= YOUR INSTRUCTIONS =
Reproduce the listing below from its first line through the line containing "x=185, y=179", keeping both ends, and leave out the pictures.

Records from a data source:
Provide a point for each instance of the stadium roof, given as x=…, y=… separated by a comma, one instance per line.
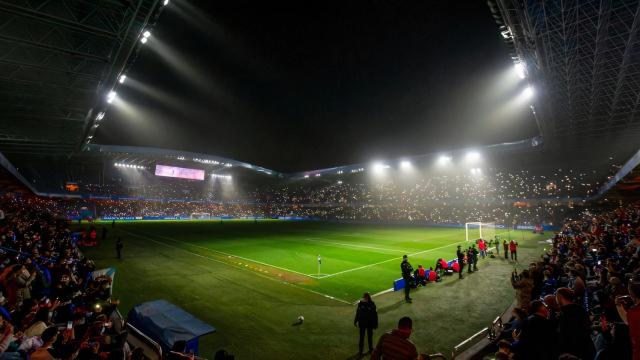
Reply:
x=583, y=59
x=133, y=154
x=58, y=61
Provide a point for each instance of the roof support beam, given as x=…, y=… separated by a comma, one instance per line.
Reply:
x=54, y=20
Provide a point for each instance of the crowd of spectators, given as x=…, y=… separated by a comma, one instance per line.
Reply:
x=495, y=195
x=51, y=307
x=582, y=299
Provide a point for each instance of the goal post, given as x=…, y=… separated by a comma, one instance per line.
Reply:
x=200, y=216
x=479, y=230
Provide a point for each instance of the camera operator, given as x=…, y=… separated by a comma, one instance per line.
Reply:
x=524, y=286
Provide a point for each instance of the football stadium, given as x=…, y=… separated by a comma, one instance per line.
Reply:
x=185, y=179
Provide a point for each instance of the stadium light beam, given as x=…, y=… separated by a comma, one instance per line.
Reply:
x=406, y=165
x=378, y=168
x=472, y=156
x=444, y=160
x=520, y=70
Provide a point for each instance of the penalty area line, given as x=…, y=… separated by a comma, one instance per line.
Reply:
x=238, y=267
x=386, y=261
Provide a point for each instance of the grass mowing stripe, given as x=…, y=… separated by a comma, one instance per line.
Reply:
x=331, y=243
x=237, y=267
x=232, y=255
x=386, y=261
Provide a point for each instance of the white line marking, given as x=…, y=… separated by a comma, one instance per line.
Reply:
x=386, y=261
x=238, y=267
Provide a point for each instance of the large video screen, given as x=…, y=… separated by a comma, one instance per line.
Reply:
x=182, y=173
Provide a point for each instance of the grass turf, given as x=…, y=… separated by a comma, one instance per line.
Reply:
x=251, y=281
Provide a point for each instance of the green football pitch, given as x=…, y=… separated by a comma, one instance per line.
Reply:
x=251, y=281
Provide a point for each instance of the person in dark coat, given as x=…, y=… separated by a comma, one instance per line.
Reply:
x=460, y=256
x=574, y=327
x=119, y=246
x=407, y=272
x=537, y=335
x=366, y=320
x=475, y=257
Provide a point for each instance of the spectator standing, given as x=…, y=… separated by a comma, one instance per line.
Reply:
x=523, y=285
x=482, y=246
x=574, y=327
x=513, y=248
x=505, y=247
x=119, y=246
x=49, y=337
x=475, y=257
x=631, y=313
x=395, y=344
x=407, y=271
x=537, y=335
x=460, y=256
x=366, y=320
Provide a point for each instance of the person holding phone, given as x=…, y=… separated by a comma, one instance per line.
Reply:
x=366, y=320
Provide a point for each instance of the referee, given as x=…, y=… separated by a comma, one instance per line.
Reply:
x=407, y=270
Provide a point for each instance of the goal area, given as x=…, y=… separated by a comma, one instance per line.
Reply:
x=479, y=230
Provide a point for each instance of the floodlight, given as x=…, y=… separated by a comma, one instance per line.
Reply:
x=472, y=156
x=406, y=165
x=112, y=96
x=378, y=168
x=444, y=160
x=520, y=70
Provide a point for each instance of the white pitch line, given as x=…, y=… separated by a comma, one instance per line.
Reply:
x=386, y=261
x=238, y=267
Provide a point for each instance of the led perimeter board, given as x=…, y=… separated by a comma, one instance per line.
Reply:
x=182, y=173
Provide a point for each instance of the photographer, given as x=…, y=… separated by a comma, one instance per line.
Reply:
x=523, y=285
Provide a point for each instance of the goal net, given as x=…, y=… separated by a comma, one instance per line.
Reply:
x=200, y=216
x=479, y=230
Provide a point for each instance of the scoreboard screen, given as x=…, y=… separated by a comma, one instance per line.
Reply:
x=182, y=173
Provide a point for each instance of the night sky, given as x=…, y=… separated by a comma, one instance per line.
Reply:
x=311, y=86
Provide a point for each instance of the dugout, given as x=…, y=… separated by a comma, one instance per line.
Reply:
x=157, y=325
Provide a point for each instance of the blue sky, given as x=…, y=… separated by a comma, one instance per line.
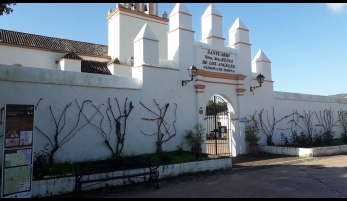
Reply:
x=306, y=42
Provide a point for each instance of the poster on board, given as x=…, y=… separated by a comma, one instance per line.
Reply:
x=16, y=180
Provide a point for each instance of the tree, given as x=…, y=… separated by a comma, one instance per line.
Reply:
x=5, y=8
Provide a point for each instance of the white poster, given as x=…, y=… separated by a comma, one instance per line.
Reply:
x=17, y=154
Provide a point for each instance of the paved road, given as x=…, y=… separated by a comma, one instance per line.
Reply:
x=319, y=177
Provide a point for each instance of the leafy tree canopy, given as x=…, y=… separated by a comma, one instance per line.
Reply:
x=5, y=8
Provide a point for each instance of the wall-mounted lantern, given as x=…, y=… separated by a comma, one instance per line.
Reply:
x=192, y=72
x=260, y=80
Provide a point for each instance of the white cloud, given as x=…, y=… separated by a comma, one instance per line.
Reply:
x=337, y=7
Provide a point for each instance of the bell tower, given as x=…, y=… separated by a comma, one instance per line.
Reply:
x=126, y=21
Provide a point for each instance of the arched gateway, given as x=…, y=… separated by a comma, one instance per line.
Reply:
x=218, y=126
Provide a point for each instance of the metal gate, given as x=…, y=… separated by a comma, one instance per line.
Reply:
x=217, y=127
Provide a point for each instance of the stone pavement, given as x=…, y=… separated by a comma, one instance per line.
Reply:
x=252, y=176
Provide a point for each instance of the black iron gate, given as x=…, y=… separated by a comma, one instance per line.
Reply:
x=217, y=127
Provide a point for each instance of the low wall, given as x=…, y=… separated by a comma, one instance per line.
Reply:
x=56, y=186
x=303, y=152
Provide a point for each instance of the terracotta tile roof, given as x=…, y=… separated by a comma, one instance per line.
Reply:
x=45, y=42
x=97, y=67
x=71, y=55
x=114, y=61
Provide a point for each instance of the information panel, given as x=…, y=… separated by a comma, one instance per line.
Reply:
x=17, y=163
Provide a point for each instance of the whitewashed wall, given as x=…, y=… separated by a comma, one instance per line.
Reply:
x=286, y=103
x=29, y=57
x=19, y=85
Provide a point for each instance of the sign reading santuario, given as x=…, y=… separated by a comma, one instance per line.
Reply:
x=219, y=61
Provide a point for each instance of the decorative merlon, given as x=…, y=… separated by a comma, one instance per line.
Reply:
x=180, y=8
x=199, y=88
x=146, y=33
x=260, y=56
x=211, y=10
x=238, y=24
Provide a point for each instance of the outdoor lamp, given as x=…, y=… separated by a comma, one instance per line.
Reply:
x=260, y=80
x=192, y=72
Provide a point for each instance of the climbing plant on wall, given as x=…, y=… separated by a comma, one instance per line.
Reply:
x=120, y=124
x=61, y=135
x=163, y=127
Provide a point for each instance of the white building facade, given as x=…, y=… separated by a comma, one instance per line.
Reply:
x=143, y=64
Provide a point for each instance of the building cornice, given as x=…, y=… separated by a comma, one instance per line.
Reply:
x=125, y=10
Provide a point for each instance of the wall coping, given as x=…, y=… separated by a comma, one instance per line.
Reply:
x=308, y=97
x=59, y=77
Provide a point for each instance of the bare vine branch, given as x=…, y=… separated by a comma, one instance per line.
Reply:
x=270, y=127
x=163, y=128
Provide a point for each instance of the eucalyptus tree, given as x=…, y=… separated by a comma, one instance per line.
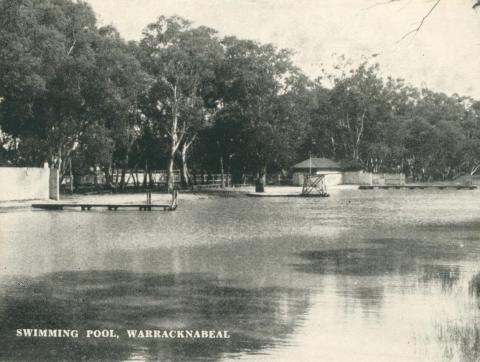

= PROBLEM SOLUTION =
Provide a point for each instance of the stadium roof, given as x=…, y=… separated by a comma, one instance per line.
Reply:
x=583, y=59
x=133, y=154
x=58, y=61
Provide a point for each instance of the roof support beam, given as x=…, y=… separated by a comma, one instance per line.
Reply:
x=54, y=20
Provide a point for each instance of the crowd of spectators, given as x=…, y=… separated by a comma, one instance per line.
Reply:
x=495, y=195
x=51, y=307
x=582, y=299
Provide a point for each instance of the goal post, given as x=…, y=… separated by a comma, one instance per line.
Reply:
x=200, y=216
x=479, y=230
Provide a point for each instance of the camera operator, given as x=…, y=… separated by a comma, one instance per line.
Reply:
x=524, y=286
Provide a point for each instance of the football stadium, given as x=…, y=… separated by a comma, one instance per line.
Reply:
x=185, y=179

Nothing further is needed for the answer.